- [Task instructions]
Write out the records from the line containing "the white flower." through the line containing "top-left (310, 231), bottom-right (370, 287)", both included, and shift every coordinate in the answers up by 108. Leave the requests and their sample formats as they are, and give back only those lines.

- [Recorded data]
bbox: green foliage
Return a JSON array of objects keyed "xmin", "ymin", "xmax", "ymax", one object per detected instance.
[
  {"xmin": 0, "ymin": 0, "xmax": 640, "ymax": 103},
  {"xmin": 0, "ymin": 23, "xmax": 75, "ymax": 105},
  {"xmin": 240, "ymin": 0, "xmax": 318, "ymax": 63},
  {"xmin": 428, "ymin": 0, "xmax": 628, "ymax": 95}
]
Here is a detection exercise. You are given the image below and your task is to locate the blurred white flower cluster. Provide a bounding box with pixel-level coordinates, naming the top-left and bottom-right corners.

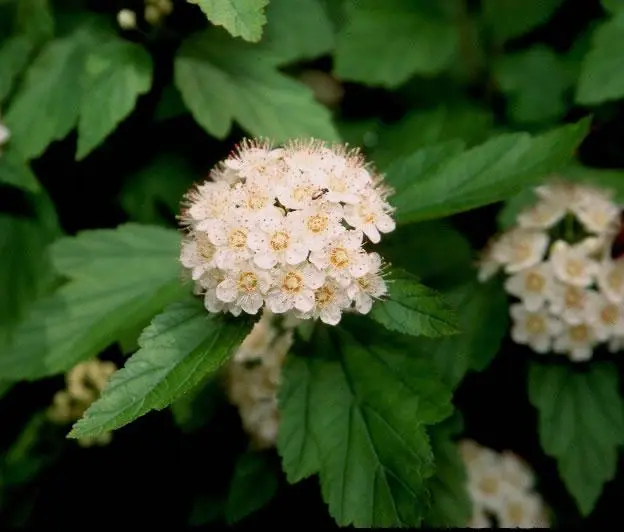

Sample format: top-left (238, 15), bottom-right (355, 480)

top-left (226, 310), bottom-right (296, 449)
top-left (117, 0), bottom-right (173, 30)
top-left (479, 180), bottom-right (624, 361)
top-left (180, 141), bottom-right (395, 325)
top-left (0, 114), bottom-right (11, 157)
top-left (48, 359), bottom-right (117, 447)
top-left (459, 440), bottom-right (550, 528)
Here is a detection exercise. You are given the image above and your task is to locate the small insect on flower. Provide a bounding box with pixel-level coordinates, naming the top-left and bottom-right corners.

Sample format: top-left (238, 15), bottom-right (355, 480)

top-left (180, 140), bottom-right (395, 325)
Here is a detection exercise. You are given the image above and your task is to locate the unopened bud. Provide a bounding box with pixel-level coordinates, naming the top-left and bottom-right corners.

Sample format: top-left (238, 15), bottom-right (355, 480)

top-left (117, 9), bottom-right (136, 30)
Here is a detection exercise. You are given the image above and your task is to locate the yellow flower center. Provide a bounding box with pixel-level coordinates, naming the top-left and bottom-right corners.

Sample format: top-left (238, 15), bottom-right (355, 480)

top-left (228, 229), bottom-right (247, 249)
top-left (329, 248), bottom-right (349, 269)
top-left (270, 231), bottom-right (290, 251)
top-left (238, 272), bottom-right (258, 292)
top-left (306, 214), bottom-right (329, 233)
top-left (282, 272), bottom-right (303, 293)
top-left (525, 272), bottom-right (546, 293)
top-left (527, 315), bottom-right (546, 334)
top-left (314, 285), bottom-right (334, 307)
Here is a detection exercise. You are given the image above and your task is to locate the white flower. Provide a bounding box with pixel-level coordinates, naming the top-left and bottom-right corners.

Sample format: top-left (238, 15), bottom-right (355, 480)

top-left (550, 239), bottom-right (598, 287)
top-left (518, 197), bottom-right (567, 229)
top-left (550, 283), bottom-right (597, 325)
top-left (492, 229), bottom-right (548, 273)
top-left (510, 303), bottom-right (562, 353)
top-left (300, 279), bottom-right (351, 325)
top-left (570, 186), bottom-right (620, 233)
top-left (180, 231), bottom-right (217, 281)
top-left (216, 263), bottom-right (271, 314)
top-left (203, 215), bottom-right (252, 270)
top-left (186, 181), bottom-right (234, 225)
top-left (248, 212), bottom-right (308, 269)
top-left (597, 260), bottom-right (624, 303)
top-left (266, 264), bottom-right (325, 314)
top-left (310, 231), bottom-right (370, 287)
top-left (505, 262), bottom-right (554, 311)
top-left (180, 141), bottom-right (395, 324)
top-left (498, 490), bottom-right (543, 528)
top-left (345, 189), bottom-right (396, 244)
top-left (553, 323), bottom-right (597, 362)
top-left (287, 202), bottom-right (346, 251)
top-left (589, 294), bottom-right (624, 342)
top-left (347, 253), bottom-right (388, 314)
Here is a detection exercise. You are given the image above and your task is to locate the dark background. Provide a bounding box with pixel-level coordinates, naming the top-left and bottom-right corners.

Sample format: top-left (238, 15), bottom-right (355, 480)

top-left (0, 0), bottom-right (624, 529)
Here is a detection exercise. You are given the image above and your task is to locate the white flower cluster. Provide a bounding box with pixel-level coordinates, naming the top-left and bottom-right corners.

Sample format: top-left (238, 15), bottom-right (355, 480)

top-left (0, 115), bottom-right (11, 156)
top-left (180, 141), bottom-right (395, 325)
top-left (479, 180), bottom-right (624, 361)
top-left (227, 310), bottom-right (296, 449)
top-left (459, 440), bottom-right (550, 528)
top-left (48, 359), bottom-right (117, 447)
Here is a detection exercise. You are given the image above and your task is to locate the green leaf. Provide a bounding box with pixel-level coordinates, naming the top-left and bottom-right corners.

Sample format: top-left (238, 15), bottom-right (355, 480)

top-left (495, 45), bottom-right (572, 124)
top-left (417, 280), bottom-right (509, 387)
top-left (5, 31), bottom-right (85, 159)
top-left (529, 362), bottom-right (624, 516)
top-left (69, 298), bottom-right (251, 438)
top-left (386, 119), bottom-right (589, 223)
top-left (425, 416), bottom-right (472, 528)
top-left (193, 0), bottom-right (269, 42)
top-left (76, 39), bottom-right (152, 159)
top-left (379, 220), bottom-right (473, 288)
top-left (372, 105), bottom-right (493, 168)
top-left (370, 270), bottom-right (458, 337)
top-left (483, 0), bottom-right (563, 42)
top-left (120, 153), bottom-right (197, 225)
top-left (0, 147), bottom-right (41, 192)
top-left (0, 224), bottom-right (187, 380)
top-left (256, 0), bottom-right (334, 64)
top-left (0, 195), bottom-right (60, 342)
top-left (169, 378), bottom-right (223, 432)
top-left (15, 0), bottom-right (54, 43)
top-left (335, 0), bottom-right (458, 88)
top-left (225, 451), bottom-right (278, 525)
top-left (576, 11), bottom-right (624, 105)
top-left (175, 31), bottom-right (338, 143)
top-left (0, 35), bottom-right (35, 102)
top-left (278, 328), bottom-right (450, 528)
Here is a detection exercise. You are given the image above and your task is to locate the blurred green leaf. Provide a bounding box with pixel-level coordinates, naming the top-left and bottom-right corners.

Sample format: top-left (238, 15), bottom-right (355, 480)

top-left (334, 0), bottom-right (458, 88)
top-left (76, 39), bottom-right (152, 159)
top-left (175, 31), bottom-right (338, 142)
top-left (225, 451), bottom-right (278, 525)
top-left (425, 412), bottom-right (472, 528)
top-left (192, 0), bottom-right (269, 42)
top-left (0, 146), bottom-right (41, 192)
top-left (372, 105), bottom-right (493, 168)
top-left (529, 362), bottom-right (624, 516)
top-left (417, 279), bottom-right (509, 387)
top-left (257, 0), bottom-right (334, 64)
top-left (0, 224), bottom-right (187, 380)
top-left (370, 270), bottom-right (458, 337)
top-left (576, 11), bottom-right (624, 105)
top-left (68, 298), bottom-right (251, 438)
top-left (119, 153), bottom-right (197, 225)
top-left (495, 45), bottom-right (573, 124)
top-left (482, 0), bottom-right (564, 42)
top-left (0, 35), bottom-right (35, 103)
top-left (278, 328), bottom-right (450, 528)
top-left (386, 119), bottom-right (589, 224)
top-left (5, 31), bottom-right (86, 159)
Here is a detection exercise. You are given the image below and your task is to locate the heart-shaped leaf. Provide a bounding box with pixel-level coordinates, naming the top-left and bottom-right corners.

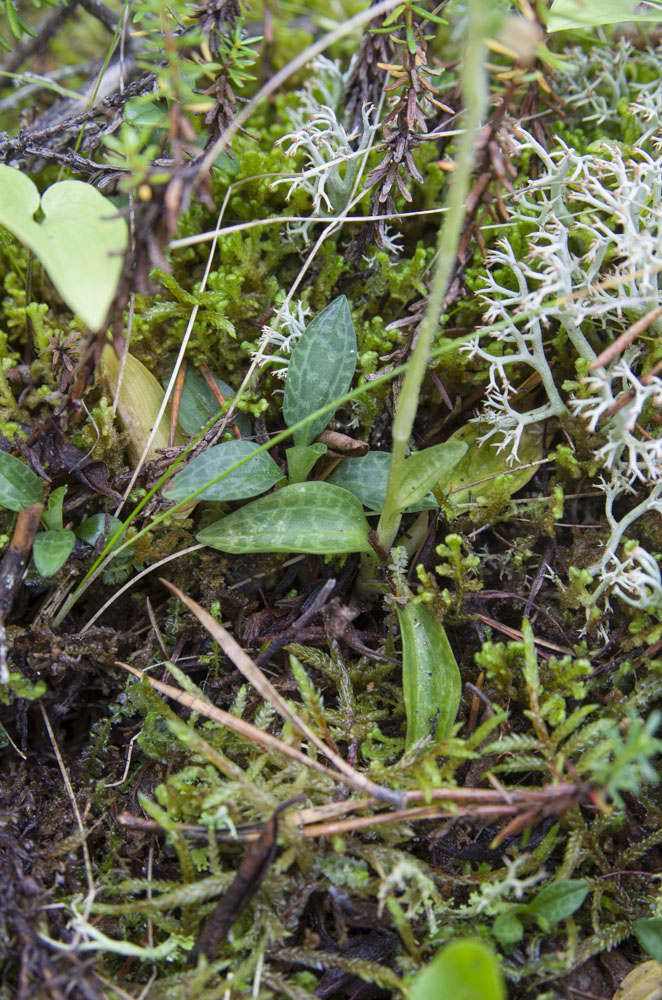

- [Response]
Here is a detection exercise. You are given the image above and your task is to locate the white flower. Provide a bounding box with pixel-level coordinates, naming the top-left and bottom-right corners.

Sample format: top-left (238, 15), bottom-right (355, 480)

top-left (658, 347), bottom-right (706, 395)
top-left (626, 305), bottom-right (675, 337)
top-left (658, 391), bottom-right (705, 433)
top-left (600, 337), bottom-right (656, 381)
top-left (618, 411), bottom-right (670, 461)
top-left (408, 387), bottom-right (459, 433)
top-left (678, 294), bottom-right (728, 341)
top-left (288, 339), bottom-right (325, 389)
top-left (324, 371), bottom-right (379, 422)
top-left (311, 323), bottom-right (360, 378)
top-left (294, 289), bottom-right (342, 333)
top-left (356, 320), bottom-right (416, 377)
top-left (705, 368), bottom-right (732, 411)
top-left (374, 372), bottom-right (433, 422)
top-left (418, 339), bottom-right (478, 395)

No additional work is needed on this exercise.